- **YOUR TASK**
The listing below should be printed again word for word, without any images.
[Start of Attachment]
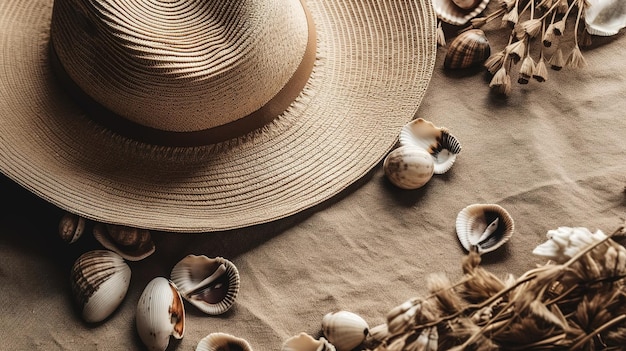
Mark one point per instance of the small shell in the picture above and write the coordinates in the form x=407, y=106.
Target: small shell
x=71, y=227
x=305, y=342
x=409, y=167
x=222, y=342
x=131, y=243
x=160, y=314
x=449, y=12
x=211, y=284
x=484, y=226
x=345, y=330
x=469, y=49
x=605, y=17
x=437, y=141
x=99, y=281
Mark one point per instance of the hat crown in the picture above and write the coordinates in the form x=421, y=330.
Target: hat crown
x=180, y=65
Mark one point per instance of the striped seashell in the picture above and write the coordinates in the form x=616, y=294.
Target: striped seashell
x=469, y=49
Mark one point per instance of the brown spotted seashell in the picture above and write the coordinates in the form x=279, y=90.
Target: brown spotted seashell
x=469, y=49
[End of Attachment]
- **RESPONSE FOR THIS EXERCISE**
Mark one point per instance of the small shell in the picture above and write the coordinates in the form x=407, y=106.
Target: small shell
x=71, y=227
x=305, y=342
x=409, y=167
x=222, y=342
x=131, y=243
x=160, y=314
x=449, y=12
x=211, y=284
x=484, y=226
x=345, y=330
x=469, y=49
x=605, y=17
x=437, y=141
x=99, y=281
Mark one point per instance of the hat crown in the picture above and write the coordinates in the form x=421, y=330.
Target: hat crown
x=180, y=65
Mark one point per instance of the striped seashell in the picture above and write the coordinates in the form x=616, y=294.
Target: striped seashell
x=469, y=49
Mark one point per instance of the brown spotted seashell in the picture above and write the coordinates in the form x=279, y=90.
Target: brown spotted seashell
x=469, y=49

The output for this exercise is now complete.